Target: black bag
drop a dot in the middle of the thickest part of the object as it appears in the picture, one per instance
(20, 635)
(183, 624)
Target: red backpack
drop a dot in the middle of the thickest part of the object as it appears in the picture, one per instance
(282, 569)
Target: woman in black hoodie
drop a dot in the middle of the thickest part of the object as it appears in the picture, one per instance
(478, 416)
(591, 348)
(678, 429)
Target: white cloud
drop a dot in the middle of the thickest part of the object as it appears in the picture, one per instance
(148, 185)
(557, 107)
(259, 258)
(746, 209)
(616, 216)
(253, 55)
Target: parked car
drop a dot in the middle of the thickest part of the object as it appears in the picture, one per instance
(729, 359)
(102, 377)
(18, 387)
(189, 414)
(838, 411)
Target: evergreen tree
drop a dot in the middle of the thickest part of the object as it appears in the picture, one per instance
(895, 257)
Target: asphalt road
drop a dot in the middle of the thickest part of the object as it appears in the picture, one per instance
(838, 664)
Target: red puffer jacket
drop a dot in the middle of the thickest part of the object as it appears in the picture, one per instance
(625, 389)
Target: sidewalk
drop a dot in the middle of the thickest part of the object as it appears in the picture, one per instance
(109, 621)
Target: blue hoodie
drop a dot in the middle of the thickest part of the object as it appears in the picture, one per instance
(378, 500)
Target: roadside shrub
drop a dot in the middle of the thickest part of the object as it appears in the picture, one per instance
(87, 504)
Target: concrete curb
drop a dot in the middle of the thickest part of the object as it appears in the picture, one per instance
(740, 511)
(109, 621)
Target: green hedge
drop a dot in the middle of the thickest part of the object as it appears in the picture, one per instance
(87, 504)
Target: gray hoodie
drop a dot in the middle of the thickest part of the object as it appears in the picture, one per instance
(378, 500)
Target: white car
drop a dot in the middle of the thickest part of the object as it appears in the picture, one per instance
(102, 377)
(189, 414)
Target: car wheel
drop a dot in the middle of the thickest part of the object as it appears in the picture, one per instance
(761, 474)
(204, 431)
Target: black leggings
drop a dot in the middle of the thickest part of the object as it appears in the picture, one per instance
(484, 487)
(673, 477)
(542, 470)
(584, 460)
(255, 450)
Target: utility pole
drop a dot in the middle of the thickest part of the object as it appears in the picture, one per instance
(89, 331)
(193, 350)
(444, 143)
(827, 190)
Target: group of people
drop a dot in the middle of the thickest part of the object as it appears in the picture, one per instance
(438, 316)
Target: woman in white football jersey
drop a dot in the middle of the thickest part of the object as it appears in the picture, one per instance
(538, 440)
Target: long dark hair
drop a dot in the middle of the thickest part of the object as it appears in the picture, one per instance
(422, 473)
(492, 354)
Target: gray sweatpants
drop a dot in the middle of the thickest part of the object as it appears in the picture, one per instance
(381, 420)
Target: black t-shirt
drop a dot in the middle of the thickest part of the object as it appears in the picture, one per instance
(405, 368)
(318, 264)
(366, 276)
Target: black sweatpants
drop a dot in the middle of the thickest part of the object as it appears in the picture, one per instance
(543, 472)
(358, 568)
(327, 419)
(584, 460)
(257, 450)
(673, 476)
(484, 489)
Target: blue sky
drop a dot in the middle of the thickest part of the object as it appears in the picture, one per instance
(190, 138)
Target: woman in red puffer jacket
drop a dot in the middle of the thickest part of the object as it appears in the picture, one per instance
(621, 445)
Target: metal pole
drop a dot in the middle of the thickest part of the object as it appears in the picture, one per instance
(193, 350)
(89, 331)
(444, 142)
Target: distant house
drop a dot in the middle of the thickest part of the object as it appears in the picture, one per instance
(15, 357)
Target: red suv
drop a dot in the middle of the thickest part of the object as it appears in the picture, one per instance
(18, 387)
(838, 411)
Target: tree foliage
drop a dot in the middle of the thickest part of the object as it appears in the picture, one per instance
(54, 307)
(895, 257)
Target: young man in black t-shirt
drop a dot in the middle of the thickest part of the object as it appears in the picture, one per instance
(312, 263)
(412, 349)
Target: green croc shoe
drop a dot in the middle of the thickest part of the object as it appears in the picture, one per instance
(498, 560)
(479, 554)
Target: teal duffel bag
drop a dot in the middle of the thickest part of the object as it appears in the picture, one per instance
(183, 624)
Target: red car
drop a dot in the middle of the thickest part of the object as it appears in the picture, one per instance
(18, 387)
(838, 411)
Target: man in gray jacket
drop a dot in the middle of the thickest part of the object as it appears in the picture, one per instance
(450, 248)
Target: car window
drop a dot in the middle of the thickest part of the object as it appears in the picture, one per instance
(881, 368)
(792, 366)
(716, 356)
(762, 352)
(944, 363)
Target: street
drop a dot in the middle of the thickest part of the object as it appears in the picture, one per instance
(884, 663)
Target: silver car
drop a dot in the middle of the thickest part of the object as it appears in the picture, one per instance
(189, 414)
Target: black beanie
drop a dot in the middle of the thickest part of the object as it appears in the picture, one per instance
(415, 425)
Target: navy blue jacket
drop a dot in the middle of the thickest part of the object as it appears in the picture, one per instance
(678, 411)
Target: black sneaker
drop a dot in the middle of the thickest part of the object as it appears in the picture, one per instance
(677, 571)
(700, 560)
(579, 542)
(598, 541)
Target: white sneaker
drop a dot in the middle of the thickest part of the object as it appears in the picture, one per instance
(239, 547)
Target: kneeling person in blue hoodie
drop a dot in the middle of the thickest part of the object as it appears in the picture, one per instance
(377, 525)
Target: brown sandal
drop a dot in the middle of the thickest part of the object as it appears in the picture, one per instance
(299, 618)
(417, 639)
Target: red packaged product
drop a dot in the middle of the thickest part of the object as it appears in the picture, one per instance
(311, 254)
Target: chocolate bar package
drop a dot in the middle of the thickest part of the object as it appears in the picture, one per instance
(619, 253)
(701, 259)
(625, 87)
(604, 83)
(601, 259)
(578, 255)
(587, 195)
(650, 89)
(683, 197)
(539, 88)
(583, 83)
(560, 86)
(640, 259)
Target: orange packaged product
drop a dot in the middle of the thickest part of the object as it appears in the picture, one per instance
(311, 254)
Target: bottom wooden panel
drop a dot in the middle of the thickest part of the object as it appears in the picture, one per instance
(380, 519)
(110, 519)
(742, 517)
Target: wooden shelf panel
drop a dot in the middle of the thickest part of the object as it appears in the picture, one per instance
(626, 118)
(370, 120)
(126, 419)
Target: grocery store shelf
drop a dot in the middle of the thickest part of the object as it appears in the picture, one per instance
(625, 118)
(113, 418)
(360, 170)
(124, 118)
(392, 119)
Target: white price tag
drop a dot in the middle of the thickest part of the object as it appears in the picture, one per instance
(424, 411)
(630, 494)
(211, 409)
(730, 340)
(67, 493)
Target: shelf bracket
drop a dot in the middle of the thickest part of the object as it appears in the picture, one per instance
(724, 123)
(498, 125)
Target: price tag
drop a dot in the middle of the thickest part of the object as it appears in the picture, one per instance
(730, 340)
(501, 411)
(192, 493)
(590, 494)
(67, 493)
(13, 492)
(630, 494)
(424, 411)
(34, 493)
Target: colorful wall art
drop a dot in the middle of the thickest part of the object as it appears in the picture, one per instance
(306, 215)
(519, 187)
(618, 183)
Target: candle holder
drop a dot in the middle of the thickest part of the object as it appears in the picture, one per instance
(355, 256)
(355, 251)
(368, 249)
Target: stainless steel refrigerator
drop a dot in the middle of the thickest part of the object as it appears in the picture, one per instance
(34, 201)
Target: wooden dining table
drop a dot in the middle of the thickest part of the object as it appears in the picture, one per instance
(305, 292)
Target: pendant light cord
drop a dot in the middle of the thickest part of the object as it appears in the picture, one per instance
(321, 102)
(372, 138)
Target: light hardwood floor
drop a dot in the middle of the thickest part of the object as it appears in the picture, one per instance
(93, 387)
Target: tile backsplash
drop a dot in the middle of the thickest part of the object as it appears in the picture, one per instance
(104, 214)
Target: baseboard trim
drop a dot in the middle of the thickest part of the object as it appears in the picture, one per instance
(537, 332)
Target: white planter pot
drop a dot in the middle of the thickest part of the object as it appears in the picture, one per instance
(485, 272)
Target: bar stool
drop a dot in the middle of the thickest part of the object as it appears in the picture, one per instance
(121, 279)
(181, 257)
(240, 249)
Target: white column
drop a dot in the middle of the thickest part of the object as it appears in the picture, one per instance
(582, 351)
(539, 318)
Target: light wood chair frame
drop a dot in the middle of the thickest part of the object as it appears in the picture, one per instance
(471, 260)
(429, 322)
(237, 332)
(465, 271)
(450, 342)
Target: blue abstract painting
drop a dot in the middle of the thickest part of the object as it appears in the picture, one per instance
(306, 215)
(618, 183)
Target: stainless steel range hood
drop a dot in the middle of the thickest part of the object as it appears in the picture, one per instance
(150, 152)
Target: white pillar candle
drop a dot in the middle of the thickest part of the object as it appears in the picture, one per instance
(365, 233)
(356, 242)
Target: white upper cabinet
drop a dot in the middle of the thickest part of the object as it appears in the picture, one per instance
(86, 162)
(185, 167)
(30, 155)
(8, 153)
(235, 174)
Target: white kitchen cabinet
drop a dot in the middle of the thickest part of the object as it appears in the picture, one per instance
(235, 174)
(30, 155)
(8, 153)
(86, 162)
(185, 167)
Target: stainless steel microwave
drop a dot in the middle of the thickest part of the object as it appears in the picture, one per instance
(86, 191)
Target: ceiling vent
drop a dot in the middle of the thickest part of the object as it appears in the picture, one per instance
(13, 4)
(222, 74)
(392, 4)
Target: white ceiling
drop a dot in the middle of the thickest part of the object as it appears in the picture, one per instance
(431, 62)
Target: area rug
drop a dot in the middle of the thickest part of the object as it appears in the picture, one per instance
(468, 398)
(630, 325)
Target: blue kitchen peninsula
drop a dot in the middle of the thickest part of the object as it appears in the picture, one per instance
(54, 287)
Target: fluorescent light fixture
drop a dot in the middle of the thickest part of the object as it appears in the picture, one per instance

YOUR OBJECTIVE - An exact copy is required of each line from the one containing "Target: stainless steel range hood" through the last line of the material, and of no other line.

TASK SOLUTION -
Target: stainless steel range hood
drop a dot in the middle of the thickest part of the object as it appears in the picture, one per instance
(150, 152)
Target: white pillar candle
drop a dot in the middle of the thickest part of the object as it appears in the picture, one per instance
(365, 233)
(356, 242)
Target: white upper cabinet
drop a dot in the middle of the thickest part of the object as it appears in the picture, one per instance
(86, 162)
(185, 167)
(30, 155)
(8, 153)
(235, 174)
Target: white kitchen cabinet
drop a dot in the middle of the thickest part of the object as it appears in the picture, one per instance
(235, 174)
(30, 155)
(8, 153)
(86, 162)
(185, 167)
Target: stainless steel microwave
drop a dot in the middle of the thickest part of the object as it appears in the picture, one per instance
(86, 191)
Target: ceiling vent
drop a dot in the middle of the thickest part of the object as it appears in the picture, one per instance
(13, 4)
(222, 74)
(392, 4)
Target: white ceiling
drop a dot in the middle of the thickest part of the object as it appears in the picture, one per instance
(431, 62)
Target: area rug
drop a dot in the middle of the thickest part of the object as it appears in the picture, one per instance
(468, 398)
(630, 325)
Target: blue kitchen peninsula
drop a dot in the middle of the thickest part of the object as it appears in the picture, one per instance
(54, 287)
Target: fluorescent light fixture
drop a dot in the middle of the thickest part of the object as it appears in the picture, one per instance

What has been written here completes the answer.